OBJECTIVE
Reproduce the entries below verbatim, from the line with "Where is each instance of the shrub" through the line with "point(311, 130)", including both of those lines.

INPUT ROWS
^^^^

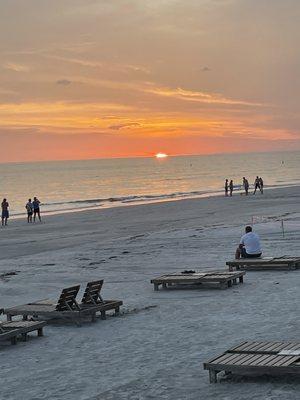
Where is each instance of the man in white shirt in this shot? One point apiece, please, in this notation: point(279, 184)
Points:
point(249, 246)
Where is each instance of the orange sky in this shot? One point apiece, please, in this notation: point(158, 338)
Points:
point(90, 79)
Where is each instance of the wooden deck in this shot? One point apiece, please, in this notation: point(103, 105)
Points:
point(265, 263)
point(218, 279)
point(46, 309)
point(14, 329)
point(259, 358)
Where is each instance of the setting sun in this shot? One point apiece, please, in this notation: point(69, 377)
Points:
point(161, 155)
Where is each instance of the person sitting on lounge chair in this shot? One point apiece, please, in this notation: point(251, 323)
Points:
point(249, 246)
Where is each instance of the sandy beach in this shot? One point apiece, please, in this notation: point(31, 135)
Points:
point(156, 347)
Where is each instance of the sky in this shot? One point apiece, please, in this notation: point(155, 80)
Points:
point(119, 78)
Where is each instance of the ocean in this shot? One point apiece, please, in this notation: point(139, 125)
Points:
point(77, 185)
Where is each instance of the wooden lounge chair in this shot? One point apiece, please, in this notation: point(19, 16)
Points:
point(219, 279)
point(67, 306)
point(11, 330)
point(259, 358)
point(93, 301)
point(264, 263)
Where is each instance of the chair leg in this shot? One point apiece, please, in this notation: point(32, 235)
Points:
point(212, 376)
point(103, 315)
point(13, 340)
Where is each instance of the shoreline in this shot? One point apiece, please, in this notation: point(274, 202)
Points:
point(104, 224)
point(127, 247)
point(108, 204)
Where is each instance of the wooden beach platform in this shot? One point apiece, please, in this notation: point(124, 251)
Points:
point(211, 279)
point(14, 329)
point(258, 358)
point(264, 263)
point(67, 307)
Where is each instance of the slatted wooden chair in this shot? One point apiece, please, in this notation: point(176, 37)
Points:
point(259, 358)
point(92, 293)
point(93, 301)
point(66, 307)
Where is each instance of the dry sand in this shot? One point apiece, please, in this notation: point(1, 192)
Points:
point(156, 348)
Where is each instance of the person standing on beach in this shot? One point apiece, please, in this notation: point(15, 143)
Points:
point(29, 208)
point(226, 187)
point(36, 209)
point(249, 246)
point(231, 187)
point(246, 185)
point(256, 184)
point(261, 185)
point(5, 213)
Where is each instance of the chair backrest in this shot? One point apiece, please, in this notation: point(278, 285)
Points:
point(92, 293)
point(67, 299)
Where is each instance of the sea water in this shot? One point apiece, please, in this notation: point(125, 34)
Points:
point(76, 185)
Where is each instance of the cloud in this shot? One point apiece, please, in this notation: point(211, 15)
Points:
point(16, 67)
point(64, 82)
point(201, 97)
point(118, 127)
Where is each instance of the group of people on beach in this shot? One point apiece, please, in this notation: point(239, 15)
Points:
point(258, 184)
point(32, 208)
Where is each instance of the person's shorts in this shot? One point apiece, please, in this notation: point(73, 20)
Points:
point(5, 214)
point(246, 255)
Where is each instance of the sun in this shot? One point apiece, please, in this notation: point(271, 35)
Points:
point(161, 155)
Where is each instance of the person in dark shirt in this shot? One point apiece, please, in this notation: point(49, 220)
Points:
point(261, 185)
point(29, 209)
point(246, 185)
point(36, 209)
point(256, 184)
point(231, 187)
point(226, 187)
point(5, 212)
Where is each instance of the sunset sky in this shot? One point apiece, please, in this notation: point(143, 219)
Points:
point(119, 78)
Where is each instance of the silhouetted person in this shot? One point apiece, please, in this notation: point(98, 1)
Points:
point(226, 187)
point(5, 213)
point(256, 184)
point(261, 185)
point(246, 185)
point(29, 209)
point(231, 187)
point(36, 208)
point(249, 246)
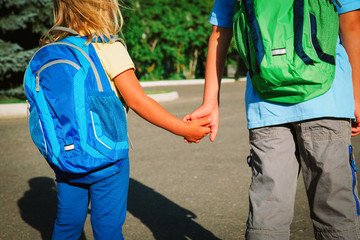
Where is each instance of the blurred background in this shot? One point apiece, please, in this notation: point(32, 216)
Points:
point(167, 40)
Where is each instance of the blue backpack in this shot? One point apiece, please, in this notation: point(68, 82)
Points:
point(76, 120)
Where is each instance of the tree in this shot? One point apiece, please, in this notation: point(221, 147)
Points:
point(22, 22)
point(167, 38)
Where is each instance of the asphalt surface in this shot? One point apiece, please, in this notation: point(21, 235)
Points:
point(177, 190)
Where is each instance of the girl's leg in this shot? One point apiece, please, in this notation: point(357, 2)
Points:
point(73, 202)
point(273, 184)
point(108, 205)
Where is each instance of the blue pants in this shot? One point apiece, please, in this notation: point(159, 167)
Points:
point(108, 207)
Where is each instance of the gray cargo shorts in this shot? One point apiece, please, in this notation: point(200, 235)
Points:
point(320, 147)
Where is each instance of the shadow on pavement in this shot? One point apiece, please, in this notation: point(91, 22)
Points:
point(38, 206)
point(165, 219)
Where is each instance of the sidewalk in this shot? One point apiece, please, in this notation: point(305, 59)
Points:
point(19, 110)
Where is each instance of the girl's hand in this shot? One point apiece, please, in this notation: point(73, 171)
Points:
point(210, 112)
point(197, 129)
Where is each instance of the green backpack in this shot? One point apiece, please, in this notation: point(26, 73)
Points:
point(288, 46)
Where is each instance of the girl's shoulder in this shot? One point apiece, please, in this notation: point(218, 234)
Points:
point(114, 47)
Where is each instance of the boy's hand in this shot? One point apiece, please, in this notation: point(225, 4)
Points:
point(197, 130)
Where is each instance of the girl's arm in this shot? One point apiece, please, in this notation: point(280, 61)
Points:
point(350, 36)
point(152, 111)
point(219, 42)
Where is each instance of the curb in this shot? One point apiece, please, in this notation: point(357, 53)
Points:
point(19, 110)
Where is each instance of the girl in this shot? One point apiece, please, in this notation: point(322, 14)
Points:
point(107, 190)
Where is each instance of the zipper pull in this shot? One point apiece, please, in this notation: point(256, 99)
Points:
point(352, 159)
point(37, 82)
point(249, 159)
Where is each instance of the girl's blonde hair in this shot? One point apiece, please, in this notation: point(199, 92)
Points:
point(91, 18)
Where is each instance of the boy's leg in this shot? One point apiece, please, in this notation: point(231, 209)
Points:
point(273, 186)
point(108, 205)
point(329, 179)
point(73, 202)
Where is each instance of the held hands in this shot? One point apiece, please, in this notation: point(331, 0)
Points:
point(208, 112)
point(197, 130)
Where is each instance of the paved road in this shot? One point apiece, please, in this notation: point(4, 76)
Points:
point(177, 191)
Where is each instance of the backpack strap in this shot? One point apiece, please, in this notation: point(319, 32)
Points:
point(65, 29)
point(337, 2)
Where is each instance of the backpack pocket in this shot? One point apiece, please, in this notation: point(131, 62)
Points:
point(37, 132)
point(107, 128)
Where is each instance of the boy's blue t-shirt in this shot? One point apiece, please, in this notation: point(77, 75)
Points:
point(338, 102)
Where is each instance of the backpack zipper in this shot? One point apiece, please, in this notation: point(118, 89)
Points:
point(93, 123)
point(42, 131)
point(97, 76)
point(37, 75)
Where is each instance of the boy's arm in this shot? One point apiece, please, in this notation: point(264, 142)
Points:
point(350, 36)
point(219, 42)
point(152, 111)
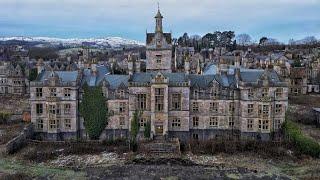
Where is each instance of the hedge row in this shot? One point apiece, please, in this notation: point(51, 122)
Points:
point(304, 144)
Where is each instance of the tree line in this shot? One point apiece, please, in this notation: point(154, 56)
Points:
point(229, 40)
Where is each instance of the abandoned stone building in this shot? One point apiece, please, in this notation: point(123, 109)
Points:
point(246, 103)
point(12, 80)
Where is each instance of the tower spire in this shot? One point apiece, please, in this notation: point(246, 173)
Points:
point(159, 18)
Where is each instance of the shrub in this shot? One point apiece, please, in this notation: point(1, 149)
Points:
point(4, 117)
point(147, 130)
point(304, 144)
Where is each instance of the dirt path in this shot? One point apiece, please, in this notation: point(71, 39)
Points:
point(311, 130)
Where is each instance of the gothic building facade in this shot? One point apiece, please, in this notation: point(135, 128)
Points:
point(12, 80)
point(246, 103)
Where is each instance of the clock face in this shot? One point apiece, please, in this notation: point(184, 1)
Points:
point(158, 42)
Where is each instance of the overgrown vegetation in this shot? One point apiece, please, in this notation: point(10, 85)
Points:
point(147, 130)
point(134, 130)
point(303, 144)
point(94, 111)
point(275, 149)
point(4, 117)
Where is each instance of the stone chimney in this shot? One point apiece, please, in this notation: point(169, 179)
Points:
point(199, 69)
point(130, 65)
point(94, 69)
point(40, 65)
point(187, 65)
point(138, 66)
point(237, 73)
point(237, 60)
point(223, 67)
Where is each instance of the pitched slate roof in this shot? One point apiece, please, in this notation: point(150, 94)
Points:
point(167, 36)
point(65, 76)
point(115, 81)
point(95, 79)
point(147, 77)
point(254, 75)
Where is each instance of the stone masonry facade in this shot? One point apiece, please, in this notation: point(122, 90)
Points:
point(232, 101)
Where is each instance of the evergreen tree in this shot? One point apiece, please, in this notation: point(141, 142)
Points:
point(94, 111)
point(147, 130)
point(135, 125)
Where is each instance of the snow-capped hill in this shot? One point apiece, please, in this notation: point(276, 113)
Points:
point(108, 41)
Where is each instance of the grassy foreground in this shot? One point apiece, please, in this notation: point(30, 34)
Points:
point(38, 170)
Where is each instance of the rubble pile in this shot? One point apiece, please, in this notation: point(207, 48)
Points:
point(204, 159)
point(82, 161)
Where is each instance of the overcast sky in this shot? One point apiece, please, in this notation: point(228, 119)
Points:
point(280, 19)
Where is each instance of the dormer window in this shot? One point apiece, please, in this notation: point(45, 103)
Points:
point(158, 59)
point(53, 92)
point(265, 92)
point(122, 93)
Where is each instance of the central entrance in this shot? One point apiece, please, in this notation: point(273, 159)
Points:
point(159, 130)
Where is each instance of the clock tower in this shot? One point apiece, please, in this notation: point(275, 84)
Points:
point(159, 48)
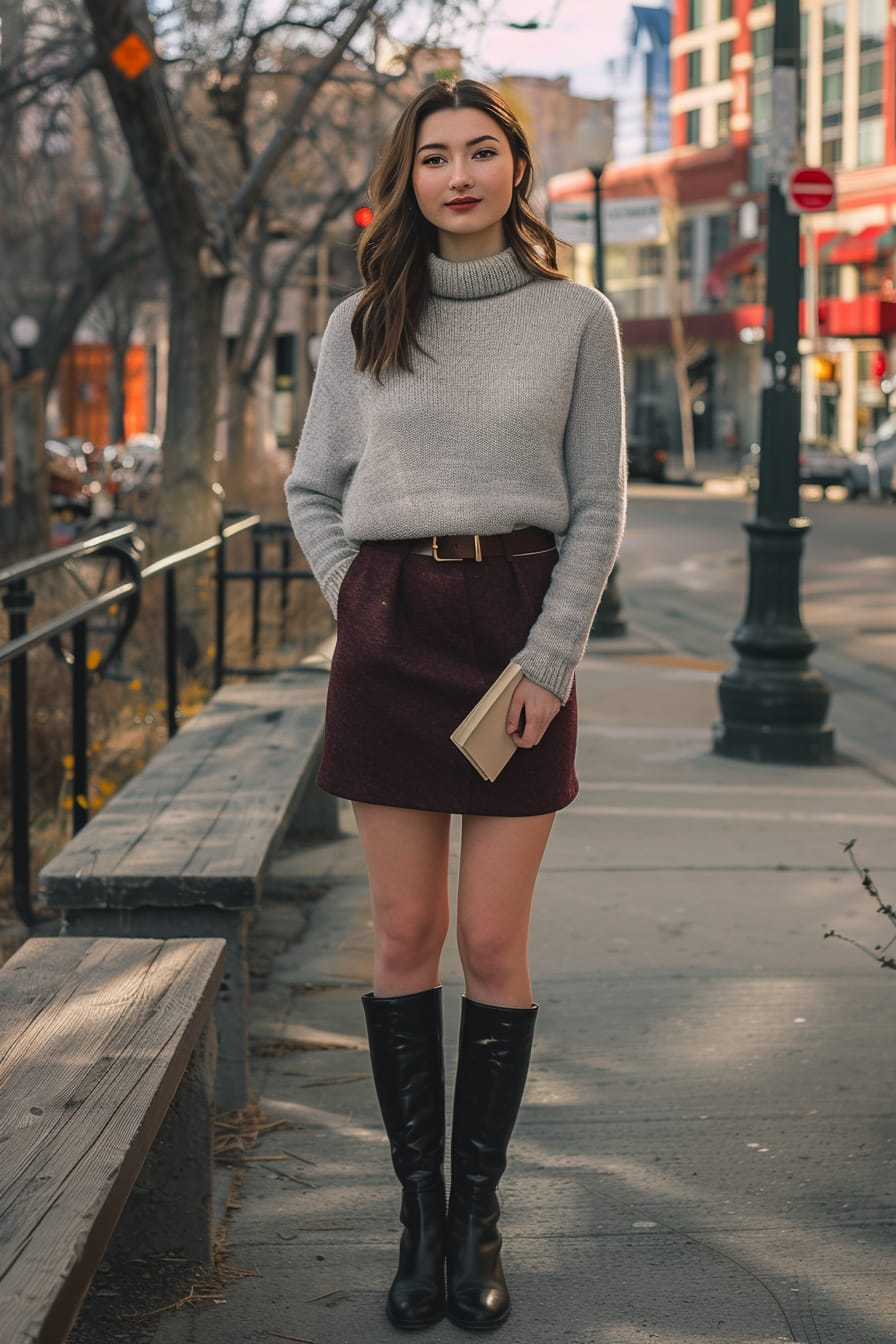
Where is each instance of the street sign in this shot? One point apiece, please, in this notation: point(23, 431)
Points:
point(810, 188)
point(132, 55)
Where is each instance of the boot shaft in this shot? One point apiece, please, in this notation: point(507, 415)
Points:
point(493, 1063)
point(405, 1036)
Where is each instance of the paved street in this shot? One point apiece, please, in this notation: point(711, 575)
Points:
point(684, 577)
point(705, 1151)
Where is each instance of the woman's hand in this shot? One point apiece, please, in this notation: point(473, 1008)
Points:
point(540, 707)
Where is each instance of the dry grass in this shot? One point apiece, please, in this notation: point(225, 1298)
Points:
point(126, 708)
point(163, 1284)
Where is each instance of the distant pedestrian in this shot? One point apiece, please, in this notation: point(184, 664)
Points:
point(466, 415)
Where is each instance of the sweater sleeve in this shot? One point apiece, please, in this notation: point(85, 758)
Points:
point(325, 458)
point(597, 473)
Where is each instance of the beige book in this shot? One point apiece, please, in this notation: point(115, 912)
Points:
point(482, 735)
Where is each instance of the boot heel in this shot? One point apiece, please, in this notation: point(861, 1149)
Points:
point(493, 1062)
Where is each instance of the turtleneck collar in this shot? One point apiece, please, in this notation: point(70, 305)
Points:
point(477, 278)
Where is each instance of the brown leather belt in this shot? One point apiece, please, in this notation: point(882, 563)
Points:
point(525, 540)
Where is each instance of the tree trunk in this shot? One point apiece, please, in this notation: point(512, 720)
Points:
point(677, 327)
point(239, 446)
point(117, 390)
point(26, 518)
point(683, 383)
point(191, 508)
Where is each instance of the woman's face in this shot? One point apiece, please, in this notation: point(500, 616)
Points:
point(464, 178)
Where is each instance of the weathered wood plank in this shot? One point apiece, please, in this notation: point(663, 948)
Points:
point(203, 817)
point(85, 1085)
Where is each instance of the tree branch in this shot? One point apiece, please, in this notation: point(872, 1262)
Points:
point(267, 161)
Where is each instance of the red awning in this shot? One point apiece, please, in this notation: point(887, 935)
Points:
point(856, 249)
point(822, 238)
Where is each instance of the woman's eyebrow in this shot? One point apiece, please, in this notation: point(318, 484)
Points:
point(469, 144)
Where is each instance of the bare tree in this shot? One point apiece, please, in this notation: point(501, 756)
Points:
point(683, 355)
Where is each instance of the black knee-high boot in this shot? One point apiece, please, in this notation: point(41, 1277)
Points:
point(492, 1067)
point(406, 1055)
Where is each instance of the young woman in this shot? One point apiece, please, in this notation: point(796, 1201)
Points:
point(466, 415)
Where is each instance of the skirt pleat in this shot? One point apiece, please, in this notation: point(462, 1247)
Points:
point(418, 643)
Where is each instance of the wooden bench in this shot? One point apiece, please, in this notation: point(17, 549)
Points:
point(106, 1082)
point(183, 850)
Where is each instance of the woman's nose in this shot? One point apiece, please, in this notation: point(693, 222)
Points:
point(461, 176)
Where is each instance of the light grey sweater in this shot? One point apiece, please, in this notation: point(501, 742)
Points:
point(515, 421)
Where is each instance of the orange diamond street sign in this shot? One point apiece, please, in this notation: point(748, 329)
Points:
point(132, 55)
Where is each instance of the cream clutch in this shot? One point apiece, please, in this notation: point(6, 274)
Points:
point(482, 735)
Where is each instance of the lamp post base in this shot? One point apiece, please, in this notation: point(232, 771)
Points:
point(774, 745)
point(773, 703)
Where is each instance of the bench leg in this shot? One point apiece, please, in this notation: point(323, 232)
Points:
point(169, 1208)
point(231, 1004)
point(317, 813)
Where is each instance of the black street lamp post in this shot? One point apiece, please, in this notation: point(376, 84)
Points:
point(595, 145)
point(773, 703)
point(597, 172)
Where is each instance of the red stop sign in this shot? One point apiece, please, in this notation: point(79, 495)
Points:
point(810, 188)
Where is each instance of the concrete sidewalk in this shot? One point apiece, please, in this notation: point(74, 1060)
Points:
point(705, 1151)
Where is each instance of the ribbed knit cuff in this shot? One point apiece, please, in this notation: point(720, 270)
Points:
point(332, 583)
point(550, 674)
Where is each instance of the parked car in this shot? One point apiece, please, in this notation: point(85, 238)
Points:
point(873, 469)
point(649, 453)
point(820, 464)
point(137, 467)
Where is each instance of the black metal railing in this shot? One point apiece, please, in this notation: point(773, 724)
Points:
point(122, 546)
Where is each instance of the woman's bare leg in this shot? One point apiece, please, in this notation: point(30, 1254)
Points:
point(500, 859)
point(407, 859)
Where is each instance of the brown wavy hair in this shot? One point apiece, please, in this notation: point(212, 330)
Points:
point(394, 250)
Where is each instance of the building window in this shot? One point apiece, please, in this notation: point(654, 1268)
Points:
point(763, 42)
point(833, 24)
point(832, 84)
point(872, 23)
point(872, 35)
point(719, 235)
point(832, 88)
point(685, 249)
point(871, 141)
point(652, 257)
point(871, 77)
point(832, 151)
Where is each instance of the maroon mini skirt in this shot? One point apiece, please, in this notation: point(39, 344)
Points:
point(418, 643)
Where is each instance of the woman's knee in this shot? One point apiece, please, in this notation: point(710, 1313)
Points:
point(407, 940)
point(489, 956)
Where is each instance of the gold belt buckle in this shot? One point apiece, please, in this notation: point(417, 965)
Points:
point(453, 559)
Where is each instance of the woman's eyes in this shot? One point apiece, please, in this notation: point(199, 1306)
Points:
point(441, 159)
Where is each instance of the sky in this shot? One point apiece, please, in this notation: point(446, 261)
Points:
point(575, 38)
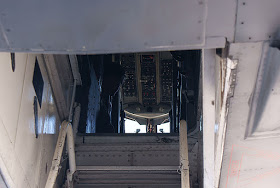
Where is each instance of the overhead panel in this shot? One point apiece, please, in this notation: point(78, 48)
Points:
point(257, 20)
point(102, 26)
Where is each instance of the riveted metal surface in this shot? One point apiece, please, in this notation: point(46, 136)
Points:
point(103, 26)
point(252, 162)
point(257, 20)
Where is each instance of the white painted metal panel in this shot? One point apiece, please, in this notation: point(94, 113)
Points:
point(103, 26)
point(257, 20)
point(208, 98)
point(26, 141)
point(221, 19)
point(248, 163)
point(11, 91)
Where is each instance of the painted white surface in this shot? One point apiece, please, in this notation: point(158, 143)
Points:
point(25, 159)
point(248, 163)
point(208, 101)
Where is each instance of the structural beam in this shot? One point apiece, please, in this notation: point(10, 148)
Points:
point(208, 102)
point(184, 155)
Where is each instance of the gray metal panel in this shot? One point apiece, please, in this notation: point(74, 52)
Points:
point(102, 26)
point(221, 18)
point(257, 20)
point(251, 163)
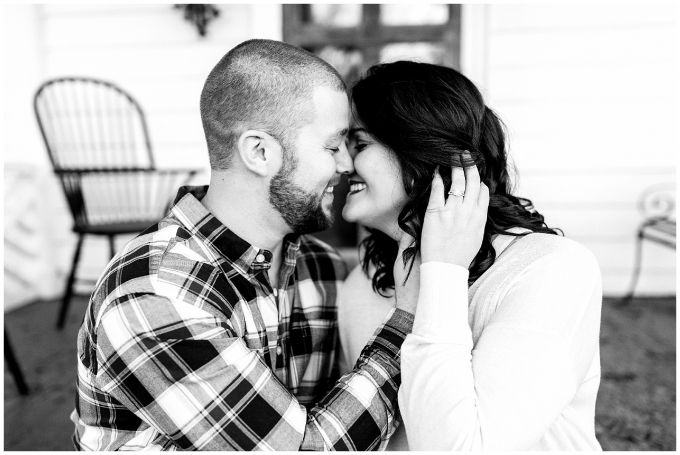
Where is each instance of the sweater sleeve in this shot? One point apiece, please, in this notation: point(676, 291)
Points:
point(506, 391)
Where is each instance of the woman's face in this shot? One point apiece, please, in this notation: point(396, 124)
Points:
point(377, 193)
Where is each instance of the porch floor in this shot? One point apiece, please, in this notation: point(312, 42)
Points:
point(635, 408)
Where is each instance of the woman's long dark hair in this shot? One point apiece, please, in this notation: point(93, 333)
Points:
point(427, 115)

^^^^

SOLUTION FOR THIS TASK
Where is each instance of the shrub in this shot? One point apiece, please, in this notation: point(1, 149)
Points:
point(4, 117)
point(147, 130)
point(304, 144)
Where is each instance of the dirt path in this shot? One point apiece, please, in this notation: point(71, 39)
Points:
point(311, 130)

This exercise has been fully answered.